Work instructions:
(A) In the speech, change "National Audit Office" to "Public Accounts Committee" and write out the passage from "My primary concerns" to "Parliament and MPs.".
(B) Shorten the speech's paragraph that begins "The first two examples were certainly made possible" to two or three sentences, keeping its main facts.

Reading text:

* START *

My primary concerns in that time have been those of my constituents in the over 100 towns and villages which make up the Berwick constituency. Like many Members, I have derived real satisfaction from helping constituents who have been ill-served by the bureaucracy of state or local government, or by powerful private businesses. In political life, there are things we know we have helped to achieve, and they are the things we know would not have happened but for our own efforts. In that category I place examples like the dualling of the A1, the new high school being built in Alnwick, and the fact that the RAF has kept its crucial command and control and training facilities at RAF Boulmer in my constituency. For that, I called on the help of an invaluable parliamentary tool: the National Audit Office. It is not often realised how helpful that body is to Parliament and MPs.

The first two examples were certainly made possible by Liberal Democrat involvement in the coalition Government, achieving what previous Governments had failed to do. I am proud to have been a supporter of the coalition, and in my view becoming involved in it was the right thing for the Liberal Democrats to do, in order to provide stability for the country at a time of crisis, to take tough but necessary decisions to reduce the deficit, to temper austerity with fairness and to maintain long-term investment. Many of those things would not have been possible had we not taken that decision to take part in the coalition.

Although I spent a lot of time in the leadership and management team of my party in this House and outside it, I want to concentrate finally on one aspect of parliamentary activity which is increasingly recognised as of real benefit to our constituents, and more rewarding to MPs who want to achieve something than the sterile shouting match, to which several Members have referred, which takes place on Wednesdays at Prime Minister’s questions. Select Committee scrutiny of how well or badly the Government are doing their job has assumed vastly greater importance during this Parliament. Committees are no longer chosen by party Whips; their Chairs are elected by secret ballot—a rather sensitive subject today, but it is crucial to the authority that now attaches to the chairmanship of a Select Committee—and Committee members are voted for by a ballot within their parties. There must be no going back on this vital reform. The next Parliament should build on that reform and should not in any way weaken or undermine it. I welcome the fact that the Liaison Committee, which I chair along with the Justice Committee, has secured, with your assistance, Mr Speaker, £800,000 from the resources of the House in the next Parliament to strengthen and support the work of Select Committees.

* END *

Object pointing dataset entries:
* START *

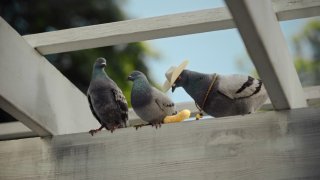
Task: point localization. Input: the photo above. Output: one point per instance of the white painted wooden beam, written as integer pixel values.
(36, 93)
(266, 45)
(15, 130)
(157, 27)
(268, 145)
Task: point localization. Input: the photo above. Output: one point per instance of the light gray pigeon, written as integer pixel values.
(107, 103)
(223, 95)
(150, 104)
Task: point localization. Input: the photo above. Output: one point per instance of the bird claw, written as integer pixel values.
(93, 131)
(156, 124)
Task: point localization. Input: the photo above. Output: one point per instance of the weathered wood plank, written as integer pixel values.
(18, 130)
(36, 93)
(266, 45)
(156, 27)
(269, 145)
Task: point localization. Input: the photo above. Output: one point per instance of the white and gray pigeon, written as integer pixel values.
(149, 103)
(106, 100)
(230, 94)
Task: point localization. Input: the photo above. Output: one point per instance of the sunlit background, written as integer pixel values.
(213, 52)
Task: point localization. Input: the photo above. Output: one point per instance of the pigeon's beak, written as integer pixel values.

* END *

Exercise answers:
(A)
My primary concerns in that time have been those of my constituents in the over 100 towns and villages which make up the Berwick constituency. Like many Members, I have derived real satisfaction from helping constituents who have been ill-served by the bureaucracy of state or local government, or by powerful private businesses. In political life, there are things we know we have helped to achieve, and they are the things we know would not have happened but for our own efforts. In that category I place examples like the dualling of the A1, the new high school being built in Alnwick, and the fact that the RAF has kept its crucial command and control and training facilities at RAF Boulmer in my constituency. For that, I called on the help of an invaluable parliamentary tool: the Public Accounts Committee. It is not often realised how helpful that body is to Parliament and MPs.

(B) Liberal Democrat involvement in the coalition Government made the first two examples possible, after previous Governments had failed. The speaker is proud to have supported the coalition and believes joining it was right: it gave the country stability in a crisis, reduced the deficit through tough decisions, tempered austerity with fairness and kept long-term investment. Many of those things would not have been possible without the decision to take part.